Exercise prompt:
Reproduce the data exactly as given, except for any images.

Point localization data:
--- START ---

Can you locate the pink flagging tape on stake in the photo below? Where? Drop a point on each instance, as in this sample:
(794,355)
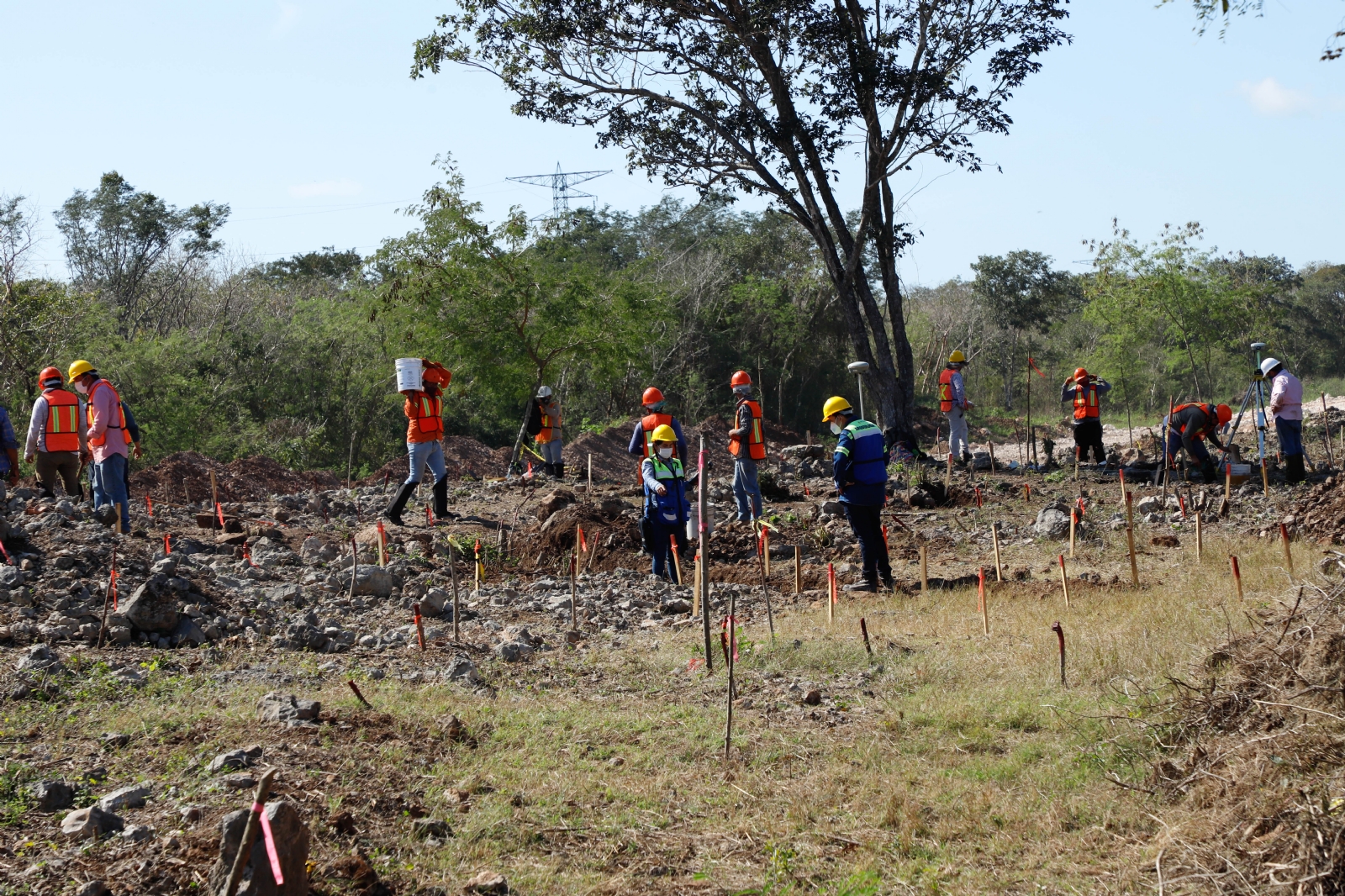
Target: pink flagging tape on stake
(271,845)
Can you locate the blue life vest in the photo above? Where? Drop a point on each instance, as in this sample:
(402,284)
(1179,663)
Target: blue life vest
(670,509)
(867,454)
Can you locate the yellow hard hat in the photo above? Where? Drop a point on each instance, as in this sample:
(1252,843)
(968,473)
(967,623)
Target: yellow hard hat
(836,403)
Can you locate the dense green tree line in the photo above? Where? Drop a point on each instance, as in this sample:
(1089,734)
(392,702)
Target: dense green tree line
(295,358)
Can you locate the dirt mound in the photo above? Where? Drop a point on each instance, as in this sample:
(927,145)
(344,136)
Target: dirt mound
(186,477)
(463,456)
(1254,755)
(1320,514)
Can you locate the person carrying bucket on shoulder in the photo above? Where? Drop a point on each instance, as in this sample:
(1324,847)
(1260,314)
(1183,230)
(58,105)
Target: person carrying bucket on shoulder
(424,412)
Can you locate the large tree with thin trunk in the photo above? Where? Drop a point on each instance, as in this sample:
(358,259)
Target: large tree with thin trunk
(773,98)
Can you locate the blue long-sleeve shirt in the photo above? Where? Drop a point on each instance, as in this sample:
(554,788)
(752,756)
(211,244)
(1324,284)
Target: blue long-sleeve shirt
(842,470)
(638,440)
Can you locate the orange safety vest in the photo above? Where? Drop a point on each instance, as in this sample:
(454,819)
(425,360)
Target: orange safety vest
(649,424)
(62,430)
(946,389)
(549,423)
(425,414)
(757,441)
(121,417)
(1086,400)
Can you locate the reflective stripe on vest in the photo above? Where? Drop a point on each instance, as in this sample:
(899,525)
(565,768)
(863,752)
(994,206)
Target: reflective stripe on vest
(1086,401)
(946,389)
(62,430)
(757,441)
(430,414)
(865,452)
(121,417)
(649,424)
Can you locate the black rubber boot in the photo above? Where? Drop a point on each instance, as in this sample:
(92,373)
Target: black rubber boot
(441,498)
(394,510)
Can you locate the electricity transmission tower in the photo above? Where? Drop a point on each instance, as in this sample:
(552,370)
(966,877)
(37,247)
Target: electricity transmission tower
(562,185)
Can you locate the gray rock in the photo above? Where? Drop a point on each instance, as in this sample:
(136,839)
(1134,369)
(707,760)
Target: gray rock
(124,798)
(462,669)
(291,837)
(372,582)
(40,658)
(188,633)
(287,708)
(1052,524)
(235,759)
(91,822)
(53,795)
(154,606)
(513,651)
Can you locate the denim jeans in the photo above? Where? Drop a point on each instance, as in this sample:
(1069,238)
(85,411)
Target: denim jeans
(1290,436)
(109,488)
(423,454)
(744,488)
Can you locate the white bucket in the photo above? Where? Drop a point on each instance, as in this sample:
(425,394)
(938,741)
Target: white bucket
(408,374)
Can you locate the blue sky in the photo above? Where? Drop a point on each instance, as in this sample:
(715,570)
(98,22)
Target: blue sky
(302,118)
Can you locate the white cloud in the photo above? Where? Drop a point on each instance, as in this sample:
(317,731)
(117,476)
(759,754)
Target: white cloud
(287,19)
(343,187)
(1270,98)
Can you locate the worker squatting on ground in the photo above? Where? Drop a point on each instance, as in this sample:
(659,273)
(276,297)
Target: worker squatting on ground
(1188,427)
(746,444)
(860,468)
(424,410)
(1086,392)
(108,439)
(1286,403)
(665,498)
(8,450)
(654,417)
(952,403)
(57,443)
(546,414)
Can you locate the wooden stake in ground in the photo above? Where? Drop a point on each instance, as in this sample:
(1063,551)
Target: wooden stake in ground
(1130,540)
(1064,580)
(1060,635)
(452,571)
(251,828)
(728,661)
(985,609)
(705,557)
(1289,557)
(994,539)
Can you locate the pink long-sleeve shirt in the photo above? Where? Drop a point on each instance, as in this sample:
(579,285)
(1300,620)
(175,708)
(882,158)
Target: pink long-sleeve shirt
(1286,397)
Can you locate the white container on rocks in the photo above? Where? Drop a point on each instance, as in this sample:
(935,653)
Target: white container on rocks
(409,374)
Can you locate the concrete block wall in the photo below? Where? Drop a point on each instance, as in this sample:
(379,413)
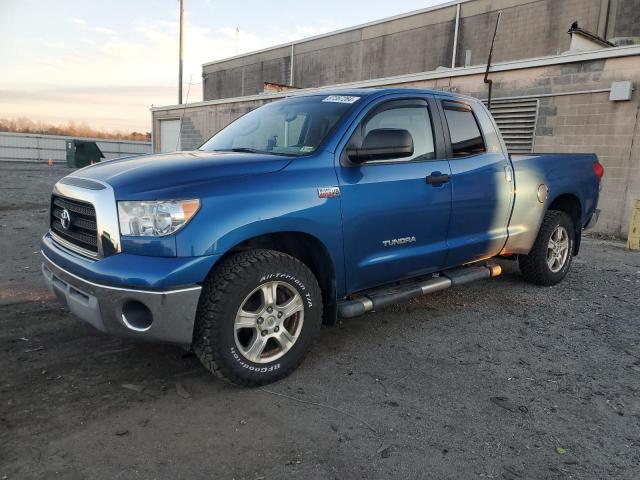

--- END ---

Written reply:
Can you locate the pink flagging tape on stake in the photo below? Where? Drop a point on each instance, as in this sample:
(794,355)
Target: pink flagging tape on stake
(271,845)
Can you locate the blue life vest in the photo above? Where? Drop a point on each instance, as in this sample:
(402,284)
(1179,663)
Target: blue life vest
(670,509)
(867,454)
Can you locate the yellow hard hat in the photo above? Where? Drop a point on each instance, as in this sample:
(1252,843)
(968,473)
(967,623)
Target: yellow hard hat
(836,403)
Can you locate the dense green tree line in the photo above? Where? Drop a point on each instance, as in this sample:
(1089,734)
(392,702)
Target: dense green tree line
(295,358)
Can you locate the dirt mound in the photo above? Where? Drop a point on each instance, as in this sample:
(927,145)
(344,136)
Target: dirt mound
(186,477)
(463,456)
(1254,755)
(1320,514)
Can you locate the person carrying bucket on shoulder in the photo above? Where? Drop a point on each instance, as in this sample:
(1324,847)
(1260,314)
(1183,230)
(58,105)
Target: person carrying bucket on shoulder
(424,412)
Can you locate the large tree with thin trunk in the photo above? Where? Drop a point on each instance, as in this sample:
(358,259)
Target: large tree with thin trunk
(773,98)
Can you locate the blue long-sleeve shirt in the photo above? Where? Drop a point on each instance, as in this sample:
(554,788)
(752,756)
(211,244)
(1324,284)
Target: blue long-sleeve shirt
(842,470)
(638,440)
Can you locate the orange safety vest in the photo above? Where? Drop a point on each instance, as in this sample:
(454,819)
(425,360)
Target: orange safety vest
(649,424)
(62,430)
(946,389)
(549,423)
(425,414)
(757,441)
(121,417)
(1086,400)
Can you locate the reflective stripe on vest in the photo above? Where? Drop a point on each instance, as in this sample:
(899,525)
(565,768)
(863,752)
(994,206)
Target: reflective stripe on vest
(1086,401)
(946,389)
(62,430)
(757,441)
(430,414)
(865,452)
(121,417)
(649,424)
Can you locate the black rubber boot in the photo above? Where? Drop a point on each instance, as in this sample:
(92,373)
Target: black rubber boot
(441,498)
(394,510)
Can you locate the electricity transmission tower in the photo above? Where? Drop a point on each instance, as in this sample:
(552,370)
(966,877)
(37,247)
Target: electricity transmission tower
(562,185)
Can you locate the gray rock in the photo above? Where? Drop a point on each instance, as in this sample:
(136,839)
(1134,369)
(707,760)
Target: gray rock
(124,798)
(462,669)
(291,837)
(372,582)
(40,658)
(188,633)
(287,708)
(1052,524)
(235,759)
(91,822)
(53,795)
(154,606)
(513,651)
Can you locate the denim jeans in the photo above? Where? Drop a point on each instance, as in this sample:
(1069,238)
(85,411)
Target: denim jeans
(1290,436)
(109,488)
(423,454)
(744,488)
Can you locate the white bucket in the photo above? Where? Drop a point on each instance, as in this sample:
(425,394)
(938,741)
Target: white bucket
(408,374)
Can you locate the blue sky in the photo above? Where? Drop a point on each instance, as in this sample:
(715,570)
(98,22)
Target: blue sky
(302,118)
Can you locate the white cloud in the photo above? Where? Drop a point on each instance, as in this sample:
(317,731)
(117,476)
(759,754)
Target: white cloud
(287,19)
(343,187)
(1270,98)
Can you locate the worker squatting on ground in the photo above? Where? Drop a point on each instance, as in this sample:
(659,273)
(276,297)
Target: worker squatting on ground
(1188,427)
(746,444)
(860,468)
(424,410)
(1086,392)
(108,439)
(1286,403)
(665,498)
(8,450)
(654,417)
(952,403)
(57,443)
(546,414)
Can you locate the wooden stake in ground in the photo above? Where? Drop a point on each instance, as in this sample:
(1063,551)
Target: wooden stake in ground
(1130,540)
(1064,580)
(1060,635)
(452,571)
(251,828)
(728,661)
(985,609)
(705,557)
(1289,557)
(994,539)
Can you locate the pink long-sleeve shirt in the photo above? Where? Drop a point on each instance, as in this sample:
(579,285)
(1300,620)
(175,708)
(882,158)
Target: pink long-sleeve shirt
(1286,397)
Can you locate the white container on rocks in the photo above? Where? Drop a point on each instance, as in this sample:
(935,653)
Target: white container on rocks
(409,374)
Can you locate the concrete block wall in the photo below? Where? Drop a point on each instance, as in this sample:
(379,413)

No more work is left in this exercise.